- [The problem] Return the section of the Undertow WebSocket post below, starting with "The issue I" and going on through "to be sent.", word for word.

- [Passage to read]
■ ■ ■

I have an issue with a Thorntail 2.6.0.Final javax.websocket.server.ServerEndpoint that streams data to clients. It has 4 threads receiving messages from distinct Redis pub/sub channels. Each thread forwards messages to client WebSocket Sessions via async/text.
The issue I am seeing is that from time to time the Undertow I/O threads allocate large ByteBuffer arrays that are considered 'Humongous' (more than half the G1 Heap Region Size) and result in heavy GC/CPU load.
Note that it is not the size of the ByteBuffers themselves, but the size of the ByteBuffer[] that is the problem. The Heap Region Size is 2M so given these are arrays of 64 bit pointers there are at least (2M / 2 / 64) 16K entries in the arrays. Profiling directly confirms array sizes in excess of 20,000 entries.
The allocation occurs under io.undertow.server.protocol.framed.AbstractFramedChannel.flushSenders() and from a code inspection appears to be due to the number of pending frames to be sent.
Is there anything I can do to tune this behaviour?
I could increase the Heap Region Size but I suspect that will only mask the problem, especially given that there is a downstream issue with sun.nio.ch.IOVecWrapper which keeps disposing its ThreadLocal cached entry because it keeps being asked for a slightly larger size than the prior calls, i.e. the ByteBuffer arrays are growing in length.
I'm assuming the problem is due to the throughput of messages being sent, however the system does not appear to be under any significant load prior to the problem occurring (the array size breaching the 1M size). CPU (6%) and GC (1 young per minute) load are not high and network (~ 200K/sec) is also not high. The network load does not increase when the issue occurs.
I've also considered slow-consumer back-pressure but found no evidence of that either. Plus I don't see how that would necessarily increase the number of buffers to be flushed.
Do I need more Undertow I/O Threads to (hopefully) reduce the number of pending frames being processed by each Thread? I currently have 16 which I suspect is default for an 8 core system. 8 Threads appear to be for inbound and 8 for outbound. I don't know how any Thread affinity works with Undertow but it appears most of the work is being done by just 1 of the outbound I/O Threads.
Or is there a way to limit the number of pending frames allocated to each array?
Any guidance appreciated.

■ ■ ■

- [Collected material]
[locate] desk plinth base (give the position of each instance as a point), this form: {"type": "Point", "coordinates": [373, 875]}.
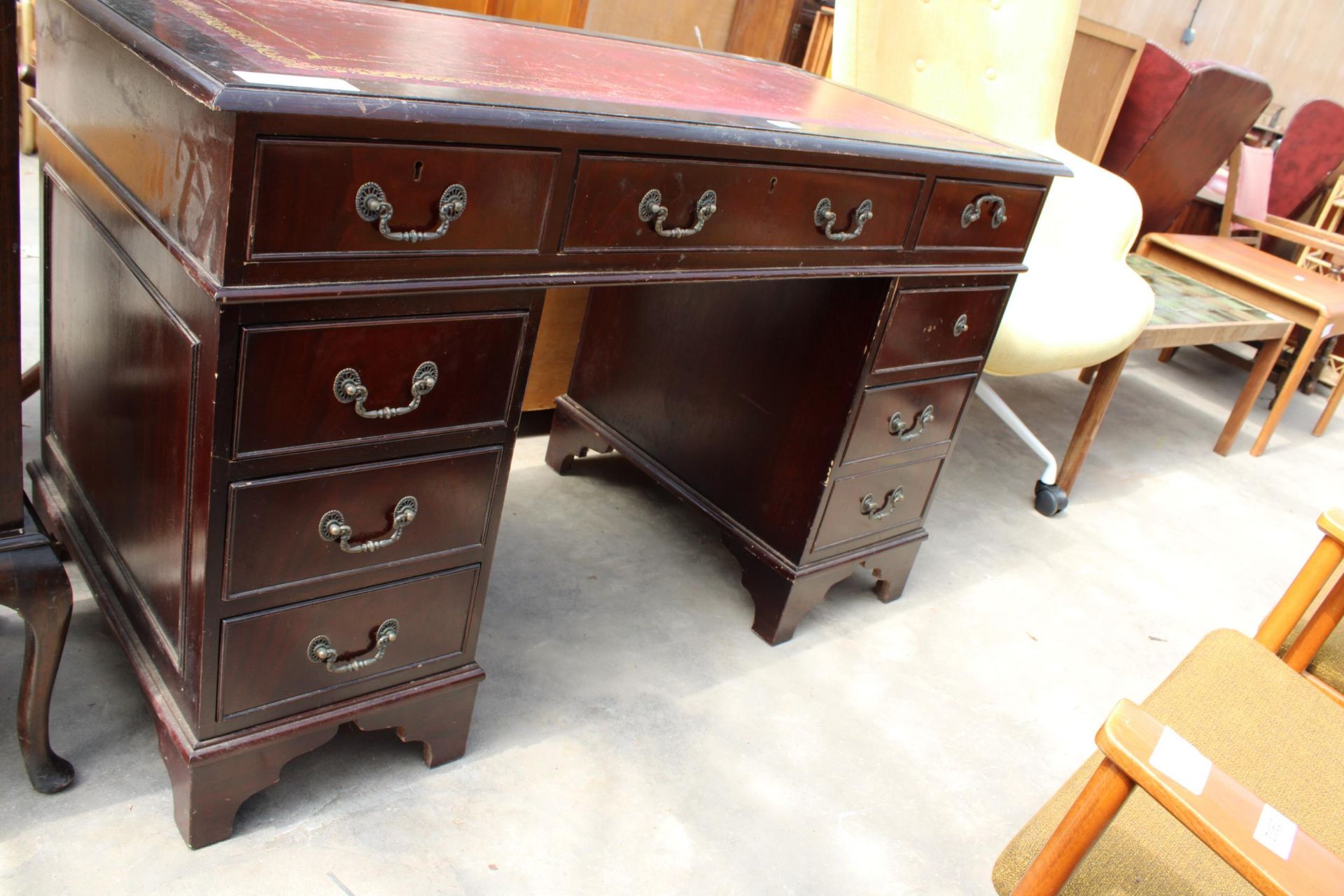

■ ■ ■

- [Answer to this exercise]
The issue I am seeing is that from time to time the Undertow I/O threads allocate large ByteBuffer arrays that are considered 'Humongous' (more than half the G1 Heap Region Size) and result in heavy GC/CPU load.
Note that it is not the size of the ByteBuffers themselves, but the size of the ByteBuffer[] that is the problem. The Heap Region Size is 2M so given these are arrays of 64 bit pointers there are at least (2M / 2 / 64) 16K entries in the arrays. Profiling directly confirms array sizes in excess of 20,000 entries.
The allocation occurs under io.undertow.server.protocol.framed.AbstractFramedChannel.flushSenders() and from a code inspection appears to be due to the number of pending frames to be sent.